CHALLENGE A ::
Condense the paragraph of the passage on Skałka that begins "The original church was built" into a shorter version that keeps its main facts.
CHALLENGE B ::
From the passage on Skałka, copy word for word the span from "The original church" to "famous Polish sanctuaries.".

EXCERPTED PASSAGE ::
START

Saint Michael the Archangel and Saint Stanislaus the Bishop and Martyr Basilica, also known as Skałka, which means "a small rock" in Polish, is a small outcrop in Kraków atop of which a Pauline monastery is located, a place where the Bishop of Kraków saint Stanislaus of Szczepanów was slain by order of Polish king Bolesław II the Bold in 1079. This action resulted in the king's exile and the eventual canonization of the slain bishop.

History 

Located on the Vistula River south of Wawel, Skałka was part of the island city of Kazimierz until the nineteenth century, when the Old Vistula River was filled in.

The original church was built in the Romanesque style. King Casimir III replaced it with a Gothic church, and since 1472 that shrine has been in the possession of a monastic community of Pauline Fathers. In 1733-51 the church received a Baroque decor. It is one of the most famous Polish sanctuaries.

The Pauline "Church on the Rock" is primarily associated with the martyrdom of Saint Stanisław of Szczepanów. Each newly elected King of Poland made a pilgrimage to Skałka on the eve of his coronation as penance for the disgraceful action of his predecessor who had personally killed St. Stanisław.

END

EXCERPTED RECORDS ::
START

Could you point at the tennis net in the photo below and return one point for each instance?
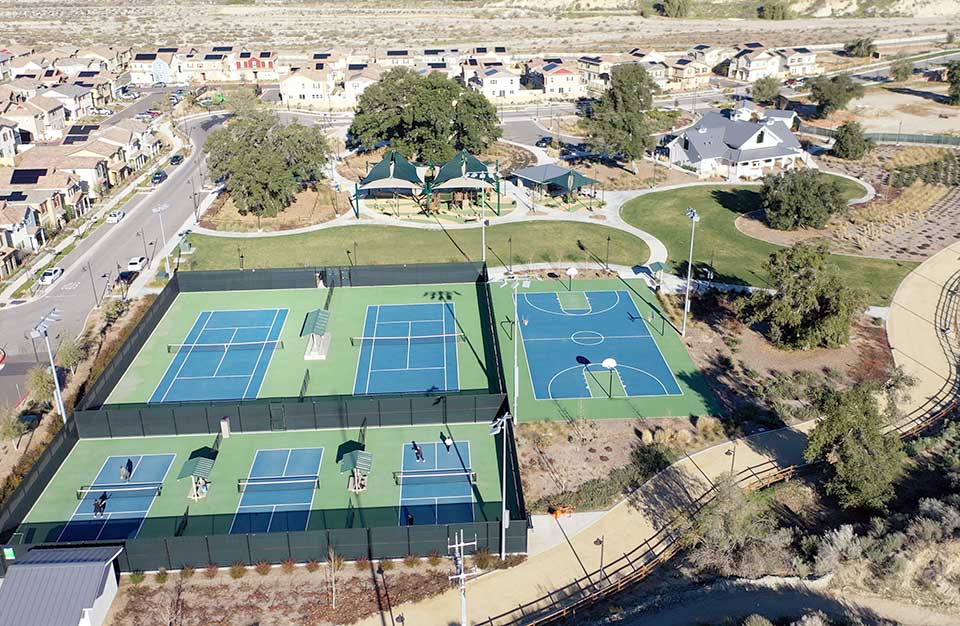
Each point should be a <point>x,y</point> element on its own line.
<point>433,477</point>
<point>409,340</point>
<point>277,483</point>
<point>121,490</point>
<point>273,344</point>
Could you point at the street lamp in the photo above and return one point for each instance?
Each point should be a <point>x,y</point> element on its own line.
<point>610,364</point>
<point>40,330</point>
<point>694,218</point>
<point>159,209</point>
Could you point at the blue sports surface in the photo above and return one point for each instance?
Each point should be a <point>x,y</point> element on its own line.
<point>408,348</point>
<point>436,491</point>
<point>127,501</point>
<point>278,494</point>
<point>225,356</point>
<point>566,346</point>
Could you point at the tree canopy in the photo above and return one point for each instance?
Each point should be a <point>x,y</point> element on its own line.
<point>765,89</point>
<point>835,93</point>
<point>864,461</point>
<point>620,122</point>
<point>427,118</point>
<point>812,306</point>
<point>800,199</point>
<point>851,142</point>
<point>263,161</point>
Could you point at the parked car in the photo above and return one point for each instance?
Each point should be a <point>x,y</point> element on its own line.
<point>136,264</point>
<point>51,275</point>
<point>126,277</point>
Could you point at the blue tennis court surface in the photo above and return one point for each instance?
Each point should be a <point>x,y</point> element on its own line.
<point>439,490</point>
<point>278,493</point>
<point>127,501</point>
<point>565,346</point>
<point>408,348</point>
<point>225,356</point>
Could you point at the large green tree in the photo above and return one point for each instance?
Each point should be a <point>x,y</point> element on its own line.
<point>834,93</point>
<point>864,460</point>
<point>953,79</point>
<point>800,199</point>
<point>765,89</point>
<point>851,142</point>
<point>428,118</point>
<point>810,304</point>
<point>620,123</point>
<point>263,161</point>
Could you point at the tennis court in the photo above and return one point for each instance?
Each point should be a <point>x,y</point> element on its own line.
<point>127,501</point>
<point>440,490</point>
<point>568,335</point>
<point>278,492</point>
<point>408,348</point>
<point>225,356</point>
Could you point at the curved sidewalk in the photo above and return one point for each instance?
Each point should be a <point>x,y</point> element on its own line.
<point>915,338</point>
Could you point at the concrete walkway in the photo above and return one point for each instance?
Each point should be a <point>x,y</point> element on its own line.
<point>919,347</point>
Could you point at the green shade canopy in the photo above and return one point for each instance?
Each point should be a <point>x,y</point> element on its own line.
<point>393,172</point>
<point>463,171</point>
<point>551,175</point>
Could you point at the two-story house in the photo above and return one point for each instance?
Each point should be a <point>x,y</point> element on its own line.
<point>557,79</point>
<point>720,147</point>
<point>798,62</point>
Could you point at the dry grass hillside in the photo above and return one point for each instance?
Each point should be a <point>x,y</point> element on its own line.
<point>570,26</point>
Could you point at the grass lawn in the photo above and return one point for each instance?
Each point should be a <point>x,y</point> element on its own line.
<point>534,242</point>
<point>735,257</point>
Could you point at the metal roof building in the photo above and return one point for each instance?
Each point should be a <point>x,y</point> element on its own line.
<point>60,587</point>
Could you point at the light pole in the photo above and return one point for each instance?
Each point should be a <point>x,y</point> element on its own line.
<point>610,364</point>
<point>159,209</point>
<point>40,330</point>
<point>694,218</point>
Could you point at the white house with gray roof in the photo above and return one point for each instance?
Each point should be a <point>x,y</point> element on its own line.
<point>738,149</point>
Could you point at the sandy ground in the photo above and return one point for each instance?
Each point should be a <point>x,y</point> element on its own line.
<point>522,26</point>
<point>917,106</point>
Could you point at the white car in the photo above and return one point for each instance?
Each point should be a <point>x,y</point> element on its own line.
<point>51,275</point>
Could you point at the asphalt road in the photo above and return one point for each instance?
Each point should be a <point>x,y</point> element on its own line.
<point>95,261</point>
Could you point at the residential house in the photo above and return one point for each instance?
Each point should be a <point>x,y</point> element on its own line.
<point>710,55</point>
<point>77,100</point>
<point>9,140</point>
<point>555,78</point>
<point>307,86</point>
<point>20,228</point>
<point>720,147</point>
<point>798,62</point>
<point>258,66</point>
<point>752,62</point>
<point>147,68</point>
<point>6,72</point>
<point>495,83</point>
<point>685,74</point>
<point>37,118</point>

END

WRITTEN ANSWER A ::
The first church was Romanesque. King Casimir III replaced it with a Gothic church, which Pauline Fathers have held since 1472. It gained Baroque decor in 1733-51 and is one of Poland's most famous sanctuaries.

WRITTEN ANSWER B ::
The original church was built in the Romanesque style. King Casimir III replaced it with a Gothic church, and since 1472 that shrine has been in the possession of a monastic community of Pauline Fathers. In 1733-51 the church received a Baroque decor. It is one of the most famous Polish sanctuaries.